_What you should do_:
Each line below has to be output exactly, from first to last.

--- Data provided Enclosed Below ---

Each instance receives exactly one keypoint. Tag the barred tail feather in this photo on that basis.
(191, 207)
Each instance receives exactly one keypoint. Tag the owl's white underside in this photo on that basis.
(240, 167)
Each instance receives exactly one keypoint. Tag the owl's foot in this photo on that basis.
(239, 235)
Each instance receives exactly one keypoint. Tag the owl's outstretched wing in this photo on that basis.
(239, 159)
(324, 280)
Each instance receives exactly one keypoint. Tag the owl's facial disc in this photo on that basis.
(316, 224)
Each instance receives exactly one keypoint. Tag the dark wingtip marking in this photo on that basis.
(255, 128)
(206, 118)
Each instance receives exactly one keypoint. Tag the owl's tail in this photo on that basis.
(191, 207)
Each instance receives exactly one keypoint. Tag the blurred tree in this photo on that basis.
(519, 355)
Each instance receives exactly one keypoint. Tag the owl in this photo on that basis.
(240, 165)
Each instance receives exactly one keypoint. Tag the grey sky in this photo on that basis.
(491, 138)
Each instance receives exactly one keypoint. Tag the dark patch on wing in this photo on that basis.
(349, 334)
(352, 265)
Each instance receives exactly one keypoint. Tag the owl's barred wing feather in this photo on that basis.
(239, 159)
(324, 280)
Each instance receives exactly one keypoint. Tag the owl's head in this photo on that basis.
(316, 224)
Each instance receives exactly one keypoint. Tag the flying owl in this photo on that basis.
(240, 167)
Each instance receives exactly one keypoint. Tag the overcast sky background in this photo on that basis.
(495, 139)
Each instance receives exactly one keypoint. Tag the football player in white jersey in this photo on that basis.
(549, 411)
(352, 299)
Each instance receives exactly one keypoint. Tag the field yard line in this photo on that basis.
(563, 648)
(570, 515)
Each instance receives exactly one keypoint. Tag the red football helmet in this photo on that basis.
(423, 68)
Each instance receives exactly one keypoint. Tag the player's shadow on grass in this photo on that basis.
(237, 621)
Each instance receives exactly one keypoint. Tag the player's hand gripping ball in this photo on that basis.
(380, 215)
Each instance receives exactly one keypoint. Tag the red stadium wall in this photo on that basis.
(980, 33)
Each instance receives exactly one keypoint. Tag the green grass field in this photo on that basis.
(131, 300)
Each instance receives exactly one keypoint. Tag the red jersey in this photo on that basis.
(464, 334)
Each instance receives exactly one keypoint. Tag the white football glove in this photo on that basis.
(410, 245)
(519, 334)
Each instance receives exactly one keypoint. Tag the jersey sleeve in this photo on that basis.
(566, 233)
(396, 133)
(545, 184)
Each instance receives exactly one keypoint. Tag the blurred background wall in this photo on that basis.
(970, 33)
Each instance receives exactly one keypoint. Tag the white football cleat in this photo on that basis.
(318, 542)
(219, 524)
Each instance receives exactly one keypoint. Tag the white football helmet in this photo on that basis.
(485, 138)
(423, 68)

--- End of Enclosed Data provided ---

_Exercise output_:
Each instance receives exactly one keypoint. Tag the barred tail feather in this photo on that basis.
(191, 207)
Each instance receives exactly one keypoint. Tag the owl's white underside in this photo on that basis.
(240, 167)
Each instance receives exactly one keypoint. Tag the owl's foot in this photo on that basis.
(239, 235)
Each instance receives exactly one keypoint. Tag the owl's outstretched wing in this photo on that basis.
(239, 159)
(324, 280)
Each instance receives exactly one keypoint. Tag the owl's facial disc in this photo on that basis.
(316, 224)
Each instance receives exactly one keypoint. Tag the dark wingtip marking in this photo on that basis.
(255, 128)
(206, 118)
Each instance receives exactly one keypoint. Tag the owl's tail in this photo on that basis.
(191, 207)
Each instance receives exactly one keypoint. Tag the blurred tree in this photo on that basis.
(519, 355)
Each instance receives exactly one keypoint. Tag the owl in this photo on that basis.
(240, 165)
Each instance receives exactly one keypoint. Tag the grey sky in this photo on that basis.
(491, 138)
Each instance receives exactly one keypoint. Tag the dark patch on wing in this photo on that basis.
(349, 334)
(352, 265)
Each instance receives exactly one keypoint. Tag the owl's barred wing feather in this photo on that basis.
(239, 159)
(324, 280)
Each instance receives exactly one keypoint. Tag the owl's head in this photo on that basis.
(316, 224)
Each instance receives exactly one keypoint. Tag the flying owl in this photo on that basis.
(240, 167)
Each instance receives exactly one keypoint. Tag the overcast sky background in this photo on that basis.
(495, 139)
Each instance receives exactly one keypoint. Tag the football player in white jersey in this photo on that basis.
(549, 411)
(352, 299)
Each instance receives exactly one keypoint. Tag the field yard line in this photo on that basis.
(563, 648)
(570, 515)
Each instance receives exactly one keypoint. Tag the red football helmet in this photo on that basis.
(423, 68)
Each instance receives exactly one keypoint. Tag the player's shadow on grass in this photo on that basis.
(237, 621)
Each instance receives exactly one keypoint. Tag the player's hand gripping ball in this photo on that basis.
(380, 215)
Each instance receives exactly one keypoint. Tag the red stadium wall in this photo on that basis.
(980, 33)
Each instance receives exactly one keypoint. Tag the green grass field in this photo on that basis.
(131, 300)
Each instance receives exactly one keypoint. Tag the red jersey in this photo on that basis.
(464, 334)
Each instance receives exactly one keypoint. Tag the white football glove in this photo on that basis.
(410, 245)
(519, 334)
Each instance receives exactly one keypoint. Tag the jersey sleeve in this photo on that basis.
(566, 233)
(396, 133)
(545, 184)
Each instance receives exactly one keypoint. Tag the blurred background wall in this photo on that basis.
(970, 33)
Each instance receives exactly one keypoint. Tag the white football cleat in this photo on that basis.
(318, 542)
(219, 524)
Each instance receives exactly one keypoint. Tag the white football helmet in this photo on that basis.
(485, 138)
(423, 68)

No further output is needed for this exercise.